Everything from the line that contains "Place one marker on each instance of the horse's leg." through the last line of the listing must be copied exactly, with both of those lines included and no others.

_Given records_:
--------------------------------------------------

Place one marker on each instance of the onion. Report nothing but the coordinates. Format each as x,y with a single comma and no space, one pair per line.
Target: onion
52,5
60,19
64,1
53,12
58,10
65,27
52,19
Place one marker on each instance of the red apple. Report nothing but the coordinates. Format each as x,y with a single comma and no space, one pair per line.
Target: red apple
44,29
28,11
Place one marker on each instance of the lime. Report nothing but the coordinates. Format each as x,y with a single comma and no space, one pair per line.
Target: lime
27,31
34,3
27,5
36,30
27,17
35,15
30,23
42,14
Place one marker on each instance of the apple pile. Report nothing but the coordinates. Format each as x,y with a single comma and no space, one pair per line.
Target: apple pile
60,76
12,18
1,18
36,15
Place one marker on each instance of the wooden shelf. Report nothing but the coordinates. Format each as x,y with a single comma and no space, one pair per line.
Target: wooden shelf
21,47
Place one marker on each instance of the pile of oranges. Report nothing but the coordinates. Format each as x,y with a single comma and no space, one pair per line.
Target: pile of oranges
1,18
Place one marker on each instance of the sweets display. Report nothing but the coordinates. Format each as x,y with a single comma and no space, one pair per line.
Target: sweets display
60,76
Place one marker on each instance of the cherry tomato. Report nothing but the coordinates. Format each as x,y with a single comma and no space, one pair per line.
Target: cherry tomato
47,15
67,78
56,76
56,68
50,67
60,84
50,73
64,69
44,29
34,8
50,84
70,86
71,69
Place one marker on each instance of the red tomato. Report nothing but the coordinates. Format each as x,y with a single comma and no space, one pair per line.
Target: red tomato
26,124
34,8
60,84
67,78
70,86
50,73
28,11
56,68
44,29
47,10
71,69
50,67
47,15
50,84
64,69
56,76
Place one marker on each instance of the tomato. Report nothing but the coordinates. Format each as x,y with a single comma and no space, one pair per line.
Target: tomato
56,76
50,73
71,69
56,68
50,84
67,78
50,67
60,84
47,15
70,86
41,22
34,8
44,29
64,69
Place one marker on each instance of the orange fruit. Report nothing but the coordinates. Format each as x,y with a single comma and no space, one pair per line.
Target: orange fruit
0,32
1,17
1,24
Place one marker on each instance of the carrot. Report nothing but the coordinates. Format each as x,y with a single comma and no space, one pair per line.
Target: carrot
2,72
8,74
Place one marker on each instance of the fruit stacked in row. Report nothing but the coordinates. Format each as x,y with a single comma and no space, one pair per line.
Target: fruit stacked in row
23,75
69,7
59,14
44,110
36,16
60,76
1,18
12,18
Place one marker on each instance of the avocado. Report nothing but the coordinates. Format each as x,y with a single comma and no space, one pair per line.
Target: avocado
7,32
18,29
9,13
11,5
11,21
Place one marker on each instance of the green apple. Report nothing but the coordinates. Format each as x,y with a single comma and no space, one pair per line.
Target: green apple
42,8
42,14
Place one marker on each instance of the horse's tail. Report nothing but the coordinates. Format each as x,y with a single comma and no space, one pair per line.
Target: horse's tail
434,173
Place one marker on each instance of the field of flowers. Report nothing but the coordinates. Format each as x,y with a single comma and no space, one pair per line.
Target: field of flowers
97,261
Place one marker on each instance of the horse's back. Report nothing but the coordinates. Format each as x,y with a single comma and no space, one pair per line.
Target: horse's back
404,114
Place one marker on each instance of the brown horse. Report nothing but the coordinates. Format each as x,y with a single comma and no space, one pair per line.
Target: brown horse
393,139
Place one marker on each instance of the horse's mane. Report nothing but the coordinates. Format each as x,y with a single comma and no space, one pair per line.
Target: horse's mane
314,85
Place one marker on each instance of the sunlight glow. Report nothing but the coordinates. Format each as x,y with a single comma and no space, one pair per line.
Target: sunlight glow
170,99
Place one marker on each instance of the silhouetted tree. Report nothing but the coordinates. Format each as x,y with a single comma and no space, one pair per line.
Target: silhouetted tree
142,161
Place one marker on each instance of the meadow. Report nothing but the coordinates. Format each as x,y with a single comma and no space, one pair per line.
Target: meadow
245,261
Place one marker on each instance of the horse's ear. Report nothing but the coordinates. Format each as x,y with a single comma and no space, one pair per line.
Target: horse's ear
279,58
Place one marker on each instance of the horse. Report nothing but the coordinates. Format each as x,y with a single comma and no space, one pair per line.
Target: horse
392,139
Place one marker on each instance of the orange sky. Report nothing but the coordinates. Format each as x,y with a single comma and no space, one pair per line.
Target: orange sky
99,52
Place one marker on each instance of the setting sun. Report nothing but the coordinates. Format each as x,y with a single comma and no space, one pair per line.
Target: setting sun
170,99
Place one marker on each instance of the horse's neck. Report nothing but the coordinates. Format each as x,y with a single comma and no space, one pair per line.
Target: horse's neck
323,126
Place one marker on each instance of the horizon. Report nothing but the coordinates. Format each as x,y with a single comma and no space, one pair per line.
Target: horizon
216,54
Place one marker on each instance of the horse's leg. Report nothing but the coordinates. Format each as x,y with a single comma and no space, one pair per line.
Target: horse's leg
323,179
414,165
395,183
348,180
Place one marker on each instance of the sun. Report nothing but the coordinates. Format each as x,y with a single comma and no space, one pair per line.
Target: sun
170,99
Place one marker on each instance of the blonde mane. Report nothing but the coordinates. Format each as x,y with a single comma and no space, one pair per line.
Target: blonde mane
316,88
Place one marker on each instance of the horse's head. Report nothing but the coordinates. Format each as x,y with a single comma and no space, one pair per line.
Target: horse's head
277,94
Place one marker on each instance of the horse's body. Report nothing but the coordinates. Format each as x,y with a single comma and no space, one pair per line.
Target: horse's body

--------------------------------------------------

_Expected answer_:
Place one marker on each instance of the horse's leg. Report nothing but the coordinates. Format each as x,y with a single comma and no space, one pair per line.
Target: horse's leg
323,179
414,165
395,183
348,180
Place one marker on each instance of the sun. Report nothing but the coordinates. Format each as x,y with a single comma and no space, one pair per line.
Target: sun
170,99
Place one marker on each instance of the blonde mane. Report nothing but the coordinates. Format each as x,y with a single comma and no space, one pair per line.
Target: blonde mane
316,88
Place one marker on each instance of the horse's head. Report nothing but the coordinates. Format each as x,y with a single comma and no space, one pair per line.
Target: horse's head
277,94
Place one marker on each instance of the horse's body. Report nothing but the coordinates. Format each as x,y with a single comma and no space, one pair per line.
Target: horse's body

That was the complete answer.